RECORDS FOR THIS TASK:
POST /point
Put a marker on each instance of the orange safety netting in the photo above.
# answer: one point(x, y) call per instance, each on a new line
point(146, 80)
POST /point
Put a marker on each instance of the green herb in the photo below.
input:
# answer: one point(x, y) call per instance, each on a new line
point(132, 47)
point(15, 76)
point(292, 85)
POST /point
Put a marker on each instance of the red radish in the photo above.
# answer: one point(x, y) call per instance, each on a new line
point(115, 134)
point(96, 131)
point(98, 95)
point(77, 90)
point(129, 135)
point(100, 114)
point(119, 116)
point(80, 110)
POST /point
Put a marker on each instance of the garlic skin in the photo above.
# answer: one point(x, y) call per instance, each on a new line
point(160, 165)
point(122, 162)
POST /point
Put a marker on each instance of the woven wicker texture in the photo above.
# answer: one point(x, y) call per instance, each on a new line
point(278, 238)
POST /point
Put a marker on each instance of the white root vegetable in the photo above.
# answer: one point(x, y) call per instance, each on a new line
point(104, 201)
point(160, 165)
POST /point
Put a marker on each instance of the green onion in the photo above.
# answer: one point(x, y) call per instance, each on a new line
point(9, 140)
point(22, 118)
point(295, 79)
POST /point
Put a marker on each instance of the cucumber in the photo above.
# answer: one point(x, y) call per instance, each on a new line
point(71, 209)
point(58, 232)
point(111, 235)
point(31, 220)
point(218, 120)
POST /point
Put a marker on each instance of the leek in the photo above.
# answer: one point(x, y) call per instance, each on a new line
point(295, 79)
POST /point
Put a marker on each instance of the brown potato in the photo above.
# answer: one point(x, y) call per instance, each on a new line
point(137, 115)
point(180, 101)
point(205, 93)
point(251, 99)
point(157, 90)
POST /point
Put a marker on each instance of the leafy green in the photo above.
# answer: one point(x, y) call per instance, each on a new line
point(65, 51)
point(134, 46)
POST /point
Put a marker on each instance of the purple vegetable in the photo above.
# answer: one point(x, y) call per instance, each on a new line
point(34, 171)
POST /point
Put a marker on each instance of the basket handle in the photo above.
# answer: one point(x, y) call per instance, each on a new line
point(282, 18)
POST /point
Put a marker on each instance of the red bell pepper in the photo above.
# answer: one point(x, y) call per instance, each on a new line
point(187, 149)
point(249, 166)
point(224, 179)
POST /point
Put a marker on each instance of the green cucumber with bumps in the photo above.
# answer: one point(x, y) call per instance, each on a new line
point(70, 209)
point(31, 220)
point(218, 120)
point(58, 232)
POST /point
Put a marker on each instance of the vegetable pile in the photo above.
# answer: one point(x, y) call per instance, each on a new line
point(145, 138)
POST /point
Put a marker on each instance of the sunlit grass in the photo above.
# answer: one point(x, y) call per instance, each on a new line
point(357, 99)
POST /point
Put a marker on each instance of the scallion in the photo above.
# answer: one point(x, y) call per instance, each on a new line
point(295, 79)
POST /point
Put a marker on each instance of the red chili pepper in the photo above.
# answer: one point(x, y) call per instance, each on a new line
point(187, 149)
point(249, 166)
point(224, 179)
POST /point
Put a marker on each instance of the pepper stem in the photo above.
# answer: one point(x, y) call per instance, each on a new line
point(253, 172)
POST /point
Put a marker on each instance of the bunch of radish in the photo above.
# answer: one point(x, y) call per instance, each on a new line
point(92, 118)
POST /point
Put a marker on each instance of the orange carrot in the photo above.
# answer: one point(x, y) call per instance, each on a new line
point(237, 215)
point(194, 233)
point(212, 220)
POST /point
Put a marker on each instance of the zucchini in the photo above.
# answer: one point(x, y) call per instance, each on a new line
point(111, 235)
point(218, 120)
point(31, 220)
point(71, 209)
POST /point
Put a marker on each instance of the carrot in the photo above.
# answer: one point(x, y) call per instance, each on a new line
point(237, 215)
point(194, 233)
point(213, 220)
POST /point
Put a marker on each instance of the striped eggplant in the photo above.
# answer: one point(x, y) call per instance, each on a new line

---

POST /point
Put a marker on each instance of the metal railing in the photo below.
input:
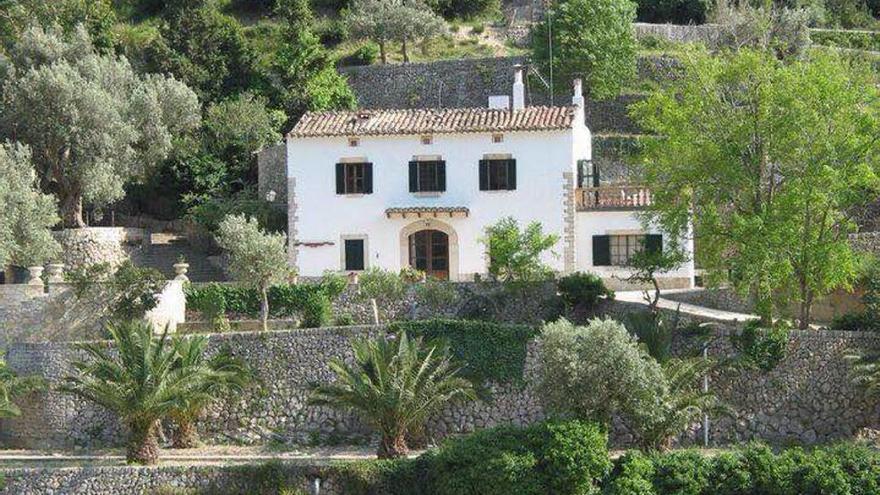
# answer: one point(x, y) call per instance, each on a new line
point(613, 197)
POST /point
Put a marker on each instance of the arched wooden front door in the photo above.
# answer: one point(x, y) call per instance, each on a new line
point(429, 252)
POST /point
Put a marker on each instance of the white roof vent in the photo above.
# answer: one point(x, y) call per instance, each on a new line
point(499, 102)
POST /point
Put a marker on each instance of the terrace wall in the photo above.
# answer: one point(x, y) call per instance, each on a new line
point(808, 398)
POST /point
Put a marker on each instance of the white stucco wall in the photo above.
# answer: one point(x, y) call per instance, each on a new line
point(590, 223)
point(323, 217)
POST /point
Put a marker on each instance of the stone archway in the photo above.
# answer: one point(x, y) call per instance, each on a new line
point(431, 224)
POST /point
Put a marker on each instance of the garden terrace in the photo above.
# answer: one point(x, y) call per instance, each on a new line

...

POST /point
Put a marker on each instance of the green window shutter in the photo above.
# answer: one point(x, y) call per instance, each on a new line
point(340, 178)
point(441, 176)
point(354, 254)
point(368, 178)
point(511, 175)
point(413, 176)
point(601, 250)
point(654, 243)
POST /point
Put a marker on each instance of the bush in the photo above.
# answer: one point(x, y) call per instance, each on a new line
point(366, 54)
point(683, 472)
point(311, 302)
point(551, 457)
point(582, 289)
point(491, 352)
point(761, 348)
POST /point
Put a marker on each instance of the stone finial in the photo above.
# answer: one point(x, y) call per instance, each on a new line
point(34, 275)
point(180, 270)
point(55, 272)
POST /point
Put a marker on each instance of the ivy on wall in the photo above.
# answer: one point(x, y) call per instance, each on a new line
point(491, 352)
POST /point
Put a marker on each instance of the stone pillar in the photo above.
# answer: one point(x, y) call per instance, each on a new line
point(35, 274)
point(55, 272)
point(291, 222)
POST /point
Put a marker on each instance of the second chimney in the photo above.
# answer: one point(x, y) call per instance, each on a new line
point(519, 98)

WHAT IS NEEDED:
Note how many lines in the material hold the word "stone", and give that number by itself.

YOUR RESPONSE:
3